### What needs to be done
Would you please transcribe the data in full and exactly, excluding images?

### Data for processing
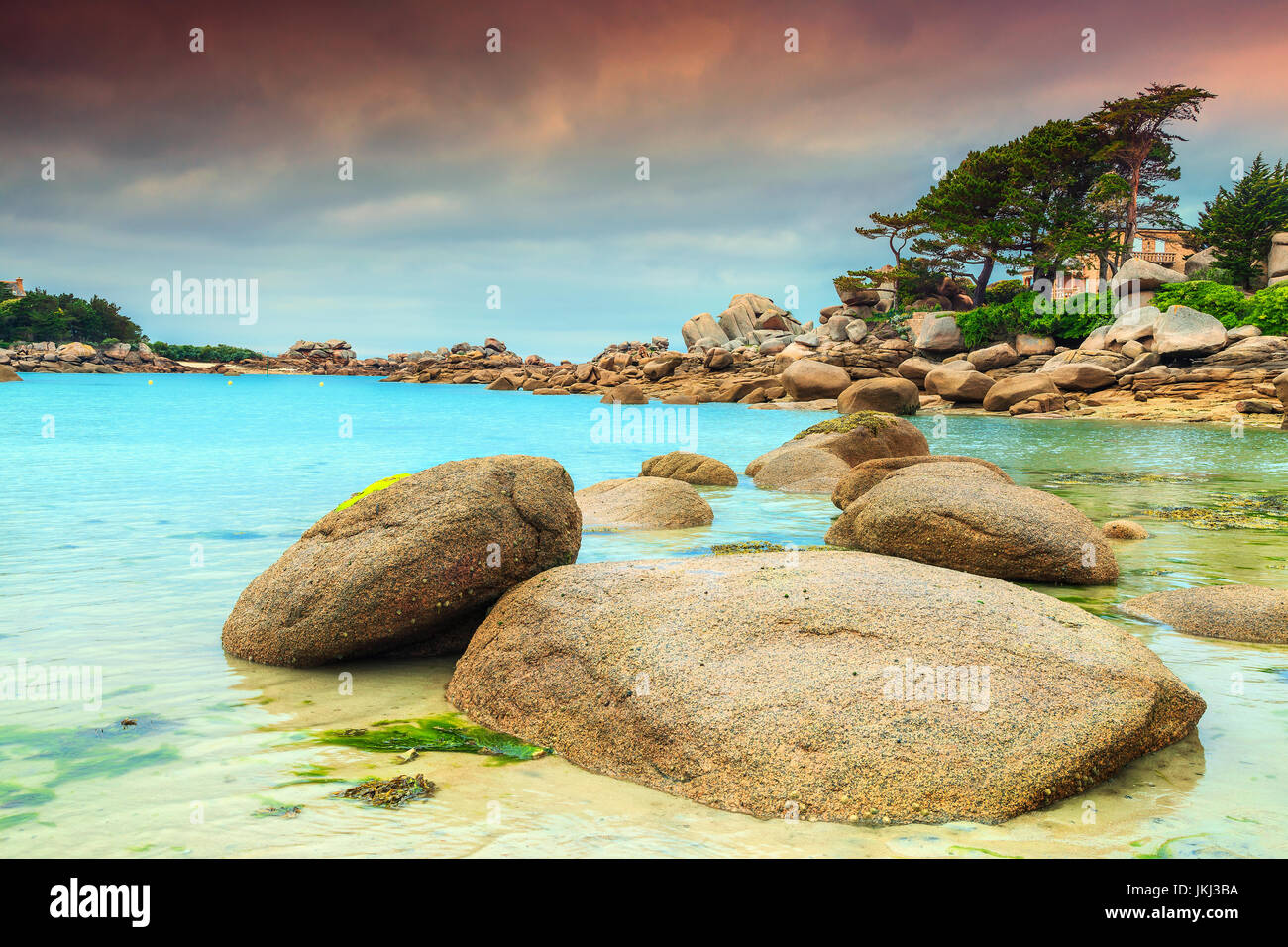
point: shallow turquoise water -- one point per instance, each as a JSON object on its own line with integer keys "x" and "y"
{"x": 134, "y": 527}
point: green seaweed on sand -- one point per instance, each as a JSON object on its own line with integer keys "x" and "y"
{"x": 442, "y": 733}
{"x": 874, "y": 420}
{"x": 278, "y": 812}
{"x": 984, "y": 851}
{"x": 374, "y": 488}
{"x": 1098, "y": 476}
{"x": 1232, "y": 512}
{"x": 390, "y": 793}
{"x": 1163, "y": 851}
{"x": 748, "y": 547}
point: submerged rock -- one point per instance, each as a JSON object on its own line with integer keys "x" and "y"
{"x": 961, "y": 515}
{"x": 410, "y": 566}
{"x": 816, "y": 458}
{"x": 845, "y": 686}
{"x": 1125, "y": 530}
{"x": 643, "y": 502}
{"x": 691, "y": 468}
{"x": 1234, "y": 612}
{"x": 870, "y": 474}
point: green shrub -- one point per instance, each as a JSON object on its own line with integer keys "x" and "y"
{"x": 1069, "y": 320}
{"x": 1003, "y": 291}
{"x": 1225, "y": 303}
{"x": 1269, "y": 309}
{"x": 204, "y": 354}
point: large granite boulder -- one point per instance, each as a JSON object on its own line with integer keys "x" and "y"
{"x": 1280, "y": 384}
{"x": 691, "y": 468}
{"x": 993, "y": 357}
{"x": 888, "y": 394}
{"x": 870, "y": 474}
{"x": 1132, "y": 325}
{"x": 643, "y": 502}
{"x": 840, "y": 688}
{"x": 1235, "y": 612}
{"x": 819, "y": 457}
{"x": 1183, "y": 330}
{"x": 410, "y": 564}
{"x": 807, "y": 379}
{"x": 957, "y": 385}
{"x": 1141, "y": 274}
{"x": 702, "y": 326}
{"x": 1013, "y": 390}
{"x": 939, "y": 333}
{"x": 962, "y": 517}
{"x": 1081, "y": 376}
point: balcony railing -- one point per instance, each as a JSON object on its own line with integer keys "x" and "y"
{"x": 1151, "y": 257}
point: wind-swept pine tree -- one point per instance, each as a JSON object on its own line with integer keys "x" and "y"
{"x": 1240, "y": 223}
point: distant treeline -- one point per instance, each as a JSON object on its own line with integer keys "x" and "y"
{"x": 42, "y": 316}
{"x": 204, "y": 354}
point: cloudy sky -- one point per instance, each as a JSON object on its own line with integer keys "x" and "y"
{"x": 518, "y": 169}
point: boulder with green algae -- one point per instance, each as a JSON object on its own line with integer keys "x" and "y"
{"x": 803, "y": 688}
{"x": 815, "y": 459}
{"x": 1234, "y": 612}
{"x": 966, "y": 517}
{"x": 410, "y": 567}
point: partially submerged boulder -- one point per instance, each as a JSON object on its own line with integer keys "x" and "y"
{"x": 870, "y": 474}
{"x": 893, "y": 395}
{"x": 411, "y": 565}
{"x": 807, "y": 379}
{"x": 962, "y": 517}
{"x": 643, "y": 502}
{"x": 1013, "y": 390}
{"x": 1183, "y": 330}
{"x": 691, "y": 468}
{"x": 1125, "y": 530}
{"x": 802, "y": 466}
{"x": 841, "y": 688}
{"x": 1234, "y": 612}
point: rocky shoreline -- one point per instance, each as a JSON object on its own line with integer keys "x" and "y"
{"x": 875, "y": 680}
{"x": 1176, "y": 367}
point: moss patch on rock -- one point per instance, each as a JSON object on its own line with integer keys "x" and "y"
{"x": 442, "y": 733}
{"x": 374, "y": 488}
{"x": 874, "y": 420}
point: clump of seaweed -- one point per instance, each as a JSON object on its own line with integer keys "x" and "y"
{"x": 748, "y": 547}
{"x": 443, "y": 733}
{"x": 374, "y": 488}
{"x": 1232, "y": 512}
{"x": 278, "y": 812}
{"x": 390, "y": 793}
{"x": 874, "y": 420}
{"x": 1096, "y": 476}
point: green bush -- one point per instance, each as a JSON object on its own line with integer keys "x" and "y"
{"x": 1069, "y": 320}
{"x": 1003, "y": 291}
{"x": 1225, "y": 303}
{"x": 1269, "y": 309}
{"x": 204, "y": 354}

### Problem solution
point: shallow turquoise water -- one point per instance, each as a JSON object on its own line with integer keys "x" and "y"
{"x": 134, "y": 527}
point: green seaweed on sand -- one point per instance, each as a JSON object on its own line with integer keys "x" and "y"
{"x": 442, "y": 733}
{"x": 874, "y": 420}
{"x": 278, "y": 812}
{"x": 984, "y": 851}
{"x": 374, "y": 488}
{"x": 1098, "y": 476}
{"x": 1232, "y": 512}
{"x": 390, "y": 793}
{"x": 1163, "y": 851}
{"x": 748, "y": 547}
point: submerged rock -- one point per instance, each as a JSON object on its own line with integer keys "x" and "y"
{"x": 961, "y": 515}
{"x": 410, "y": 566}
{"x": 816, "y": 458}
{"x": 845, "y": 686}
{"x": 1125, "y": 530}
{"x": 643, "y": 502}
{"x": 691, "y": 468}
{"x": 1234, "y": 612}
{"x": 870, "y": 474}
point: green shrub -- one point per instance, each as a JSON object on its own line with integer keys "x" and "y"
{"x": 1069, "y": 320}
{"x": 1003, "y": 291}
{"x": 1225, "y": 303}
{"x": 1269, "y": 309}
{"x": 204, "y": 354}
point: large granite boulder -- one point per instance, each as a JSON object on its own line with integer keys "x" and "y"
{"x": 1280, "y": 384}
{"x": 691, "y": 468}
{"x": 993, "y": 357}
{"x": 888, "y": 394}
{"x": 870, "y": 474}
{"x": 1132, "y": 325}
{"x": 643, "y": 502}
{"x": 840, "y": 688}
{"x": 1235, "y": 612}
{"x": 819, "y": 457}
{"x": 1183, "y": 330}
{"x": 410, "y": 564}
{"x": 807, "y": 379}
{"x": 957, "y": 385}
{"x": 1141, "y": 274}
{"x": 702, "y": 326}
{"x": 1013, "y": 390}
{"x": 939, "y": 333}
{"x": 962, "y": 517}
{"x": 1081, "y": 376}
point: balcony railing -- one point per instance, each as a JSON object on its own line with integer keys "x" and "y"
{"x": 1151, "y": 257}
point: wind-swept pine tree -- one point per instance, each as a JSON object on its own line with integer keys "x" and "y"
{"x": 1240, "y": 223}
point: distant treeline -- one point per instance, each as a JSON object on its own line with integer keys "x" and "y"
{"x": 42, "y": 316}
{"x": 204, "y": 354}
point: cloudy sky -- one point per instance, each as a JSON object on its own line with integer keys "x" and "y"
{"x": 518, "y": 169}
point: boulder with green algae -- one point per instance, each as a JSON object on its own line with integer keys "x" and "y"
{"x": 803, "y": 688}
{"x": 815, "y": 459}
{"x": 1234, "y": 612}
{"x": 966, "y": 517}
{"x": 410, "y": 567}
point: partially submerged boulder -- one point per instance, each as a JSON object on its own line with integer keys "x" and "y"
{"x": 870, "y": 474}
{"x": 893, "y": 395}
{"x": 411, "y": 565}
{"x": 807, "y": 379}
{"x": 962, "y": 517}
{"x": 643, "y": 502}
{"x": 1013, "y": 390}
{"x": 1183, "y": 330}
{"x": 691, "y": 468}
{"x": 1125, "y": 530}
{"x": 802, "y": 466}
{"x": 841, "y": 688}
{"x": 1234, "y": 612}
point: rocky shoreline -- one point per instance, each as a JSON object on its own line with integer keys "x" and "y"
{"x": 875, "y": 680}
{"x": 1176, "y": 367}
point: moss patch on rock -- one point per instance, each as a JSON object on its own line with integer keys "x" and "y"
{"x": 442, "y": 733}
{"x": 374, "y": 488}
{"x": 874, "y": 420}
point: clump of seaweed -- one point per instance, each as a JSON object on its own line with integer keys "x" and "y"
{"x": 748, "y": 547}
{"x": 443, "y": 733}
{"x": 374, "y": 488}
{"x": 1232, "y": 512}
{"x": 278, "y": 812}
{"x": 390, "y": 793}
{"x": 874, "y": 420}
{"x": 1096, "y": 476}
point: green bush -- one point per instance, each as a JSON object on its own line with integer keys "x" and "y"
{"x": 1069, "y": 320}
{"x": 1003, "y": 291}
{"x": 1225, "y": 303}
{"x": 1269, "y": 309}
{"x": 204, "y": 354}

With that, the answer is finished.